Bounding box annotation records
****

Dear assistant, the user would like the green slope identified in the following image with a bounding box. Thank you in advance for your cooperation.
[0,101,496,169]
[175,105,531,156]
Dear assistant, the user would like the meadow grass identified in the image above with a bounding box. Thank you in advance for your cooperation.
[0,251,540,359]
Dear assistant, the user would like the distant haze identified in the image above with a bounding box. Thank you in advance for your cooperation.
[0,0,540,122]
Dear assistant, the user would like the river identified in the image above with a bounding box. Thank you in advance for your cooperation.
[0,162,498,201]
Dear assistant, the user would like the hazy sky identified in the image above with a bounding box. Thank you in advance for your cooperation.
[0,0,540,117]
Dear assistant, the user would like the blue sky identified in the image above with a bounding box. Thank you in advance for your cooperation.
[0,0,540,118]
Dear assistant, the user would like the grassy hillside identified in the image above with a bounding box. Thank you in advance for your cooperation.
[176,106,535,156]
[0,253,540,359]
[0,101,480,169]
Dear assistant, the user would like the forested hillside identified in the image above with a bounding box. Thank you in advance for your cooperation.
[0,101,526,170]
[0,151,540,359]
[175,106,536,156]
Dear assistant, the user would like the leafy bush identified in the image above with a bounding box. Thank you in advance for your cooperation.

****

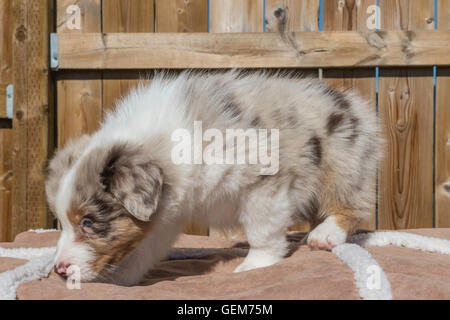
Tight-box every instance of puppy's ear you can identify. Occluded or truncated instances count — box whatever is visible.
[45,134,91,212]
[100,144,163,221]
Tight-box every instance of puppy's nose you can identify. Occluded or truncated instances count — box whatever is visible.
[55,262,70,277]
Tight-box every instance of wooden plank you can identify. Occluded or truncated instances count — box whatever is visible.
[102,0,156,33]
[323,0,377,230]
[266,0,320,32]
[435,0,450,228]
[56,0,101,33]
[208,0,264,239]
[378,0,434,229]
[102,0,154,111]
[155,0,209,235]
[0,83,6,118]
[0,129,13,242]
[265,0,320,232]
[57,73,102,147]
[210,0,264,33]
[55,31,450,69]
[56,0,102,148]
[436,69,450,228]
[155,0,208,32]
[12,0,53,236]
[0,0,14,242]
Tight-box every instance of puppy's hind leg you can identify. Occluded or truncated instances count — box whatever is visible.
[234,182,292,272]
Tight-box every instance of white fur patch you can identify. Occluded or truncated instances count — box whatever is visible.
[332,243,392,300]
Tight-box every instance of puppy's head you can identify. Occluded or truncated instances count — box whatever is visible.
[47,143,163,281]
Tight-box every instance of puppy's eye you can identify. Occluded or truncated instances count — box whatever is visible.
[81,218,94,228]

****

### Exercise requirements:
Rewrite everything from the line containing "Dear assistant, the user would like the hazy" down to the line containing "[0,0,540,118]", replacing "sky" with "heavens" and leaving all else unchanged.

### Exercise answer:
Dear assistant, the user would like the hazy heavens identified in the image above with a bounding box. Thank you in advance for your cooperation.
[0,0,540,117]
Dear assistant, the user would like the blue heavens identified in the image above with a bounding box. Thank you in advance for your cooperation.
[0,0,540,118]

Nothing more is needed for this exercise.